InterMune to refile IPF drug with FDA ‘in weeks’

by | 20th May 2014 | News

InterMune will resubmit its idiopathic pulmonary fibrosis drug pirfenidone to regulators in the USA "in the coming weeks" on the back of successful late-stage data.

InterMune will resubmit its idiopathic pulmonary fibrosis drug pirfenidone to regulators in the USA “in the coming weeks” on the back of successful late-stage data.

The company reported results from the closely-watched Phase III ASCEND study at the American Thoracic Society meeting in San Diego, which showed that pirfenidone significantly reduced decline in lung function. The company noted that “significant treatment effects” were demonstrated on both of the key secondary endpoints of change in six-minute walk distance and progression-free survival.

┄┄┄┄┄┄┄┄┄┄┄┄┄┄┄┄┄┄┄┄

▸ **What this exercise asks**:
1/ List every organization named in the pirfenidone news article.
2/ From the pirfenidone news article, return the passage that opens with the words containing "The company reported" and closes with "and progression-free survival.", copied exactly.

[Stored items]
┄┄┄┄┄┄┄┄┄┄┄┄┄┄┄┄┄┄┄┄

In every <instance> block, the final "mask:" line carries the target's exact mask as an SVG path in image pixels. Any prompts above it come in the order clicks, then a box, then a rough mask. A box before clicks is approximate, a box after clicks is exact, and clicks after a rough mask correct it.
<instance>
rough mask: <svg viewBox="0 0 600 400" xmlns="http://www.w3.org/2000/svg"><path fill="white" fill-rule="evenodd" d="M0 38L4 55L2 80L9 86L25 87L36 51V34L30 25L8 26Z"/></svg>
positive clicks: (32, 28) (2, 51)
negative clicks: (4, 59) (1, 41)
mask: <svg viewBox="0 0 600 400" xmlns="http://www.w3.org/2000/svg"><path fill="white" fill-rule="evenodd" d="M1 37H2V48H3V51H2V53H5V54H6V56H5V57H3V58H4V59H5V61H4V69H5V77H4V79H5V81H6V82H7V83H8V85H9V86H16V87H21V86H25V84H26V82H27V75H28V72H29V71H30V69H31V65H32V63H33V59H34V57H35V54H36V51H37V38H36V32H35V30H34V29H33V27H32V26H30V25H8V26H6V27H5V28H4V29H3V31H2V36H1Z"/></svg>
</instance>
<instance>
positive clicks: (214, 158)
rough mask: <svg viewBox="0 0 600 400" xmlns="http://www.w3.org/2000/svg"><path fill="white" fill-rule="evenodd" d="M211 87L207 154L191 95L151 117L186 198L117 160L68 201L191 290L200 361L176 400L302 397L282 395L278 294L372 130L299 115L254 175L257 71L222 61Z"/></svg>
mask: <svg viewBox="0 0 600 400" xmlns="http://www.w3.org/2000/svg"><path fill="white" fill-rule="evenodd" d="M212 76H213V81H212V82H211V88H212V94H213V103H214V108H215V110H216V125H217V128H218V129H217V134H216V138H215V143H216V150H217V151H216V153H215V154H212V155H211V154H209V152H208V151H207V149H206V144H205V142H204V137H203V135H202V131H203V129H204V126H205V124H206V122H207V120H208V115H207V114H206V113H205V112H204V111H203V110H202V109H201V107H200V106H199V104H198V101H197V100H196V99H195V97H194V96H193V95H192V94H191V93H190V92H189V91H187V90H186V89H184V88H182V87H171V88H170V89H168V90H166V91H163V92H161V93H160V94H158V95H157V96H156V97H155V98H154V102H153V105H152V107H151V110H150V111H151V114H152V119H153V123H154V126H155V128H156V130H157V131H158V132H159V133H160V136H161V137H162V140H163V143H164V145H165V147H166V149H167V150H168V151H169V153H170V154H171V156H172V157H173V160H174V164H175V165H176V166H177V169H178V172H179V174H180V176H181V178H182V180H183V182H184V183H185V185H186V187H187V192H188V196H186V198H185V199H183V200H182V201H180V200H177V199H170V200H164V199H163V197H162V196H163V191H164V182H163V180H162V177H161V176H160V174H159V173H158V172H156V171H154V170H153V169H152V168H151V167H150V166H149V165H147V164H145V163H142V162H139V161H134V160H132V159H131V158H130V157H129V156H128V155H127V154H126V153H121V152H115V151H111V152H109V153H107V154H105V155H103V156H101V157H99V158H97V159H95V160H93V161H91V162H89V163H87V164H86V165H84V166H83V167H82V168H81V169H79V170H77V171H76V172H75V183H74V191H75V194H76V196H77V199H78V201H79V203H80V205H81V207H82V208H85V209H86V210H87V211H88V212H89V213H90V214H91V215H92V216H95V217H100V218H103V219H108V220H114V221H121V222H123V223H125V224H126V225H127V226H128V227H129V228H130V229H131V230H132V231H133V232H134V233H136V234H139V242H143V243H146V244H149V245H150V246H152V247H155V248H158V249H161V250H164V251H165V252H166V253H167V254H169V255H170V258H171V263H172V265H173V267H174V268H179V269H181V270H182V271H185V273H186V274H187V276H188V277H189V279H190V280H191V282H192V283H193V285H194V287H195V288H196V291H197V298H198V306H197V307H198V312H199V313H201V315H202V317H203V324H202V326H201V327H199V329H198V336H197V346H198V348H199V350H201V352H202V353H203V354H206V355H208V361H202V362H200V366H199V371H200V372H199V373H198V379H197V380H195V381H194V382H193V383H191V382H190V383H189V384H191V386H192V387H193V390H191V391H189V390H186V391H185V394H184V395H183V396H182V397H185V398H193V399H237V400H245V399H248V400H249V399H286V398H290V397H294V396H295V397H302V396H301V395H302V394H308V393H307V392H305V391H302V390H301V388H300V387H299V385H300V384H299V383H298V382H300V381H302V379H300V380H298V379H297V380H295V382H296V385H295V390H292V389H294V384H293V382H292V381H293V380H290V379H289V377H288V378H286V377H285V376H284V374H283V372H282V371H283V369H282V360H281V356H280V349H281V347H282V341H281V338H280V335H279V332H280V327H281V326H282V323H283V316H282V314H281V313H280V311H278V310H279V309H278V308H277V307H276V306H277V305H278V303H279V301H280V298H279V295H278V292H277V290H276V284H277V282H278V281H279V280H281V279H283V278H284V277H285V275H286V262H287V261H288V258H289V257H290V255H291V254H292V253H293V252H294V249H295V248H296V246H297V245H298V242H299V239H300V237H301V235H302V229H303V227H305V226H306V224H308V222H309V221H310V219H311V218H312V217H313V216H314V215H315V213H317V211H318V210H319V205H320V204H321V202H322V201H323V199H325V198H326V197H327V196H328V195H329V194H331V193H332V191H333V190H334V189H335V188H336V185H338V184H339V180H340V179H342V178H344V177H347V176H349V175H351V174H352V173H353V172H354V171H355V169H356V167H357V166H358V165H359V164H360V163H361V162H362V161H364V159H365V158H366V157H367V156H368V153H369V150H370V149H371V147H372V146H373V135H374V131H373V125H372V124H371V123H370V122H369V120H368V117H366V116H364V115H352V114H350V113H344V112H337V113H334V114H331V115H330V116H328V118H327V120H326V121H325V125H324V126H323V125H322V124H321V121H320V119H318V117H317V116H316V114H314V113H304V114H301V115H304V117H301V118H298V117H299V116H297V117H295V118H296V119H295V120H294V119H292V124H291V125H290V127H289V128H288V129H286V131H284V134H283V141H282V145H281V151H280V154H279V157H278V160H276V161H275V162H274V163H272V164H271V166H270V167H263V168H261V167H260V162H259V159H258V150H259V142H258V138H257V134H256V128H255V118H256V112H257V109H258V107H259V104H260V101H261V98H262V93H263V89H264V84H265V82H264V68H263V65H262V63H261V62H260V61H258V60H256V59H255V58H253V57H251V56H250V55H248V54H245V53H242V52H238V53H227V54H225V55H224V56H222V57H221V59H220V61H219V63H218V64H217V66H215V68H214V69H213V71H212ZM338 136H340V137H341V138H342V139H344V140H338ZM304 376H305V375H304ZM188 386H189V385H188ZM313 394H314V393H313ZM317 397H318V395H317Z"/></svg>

┄┄┄┄┄┄┄┄┄┄┄┄┄┄┄┄┄┄┄┄

▸ **Numbered answers**:
1/
InterMune
FDA
American Thoracic Society

2/
The company reported results from the closely-watched Phase III ASCEND study at the American Thoracic Society meeting in San Diego, which showed that pirfenidone significantly reduced decline in lung function. The company noted that “significant treatment effects” were demonstrated on both of the key secondary endpoints of change in six-minute walk distance and progression-free survival.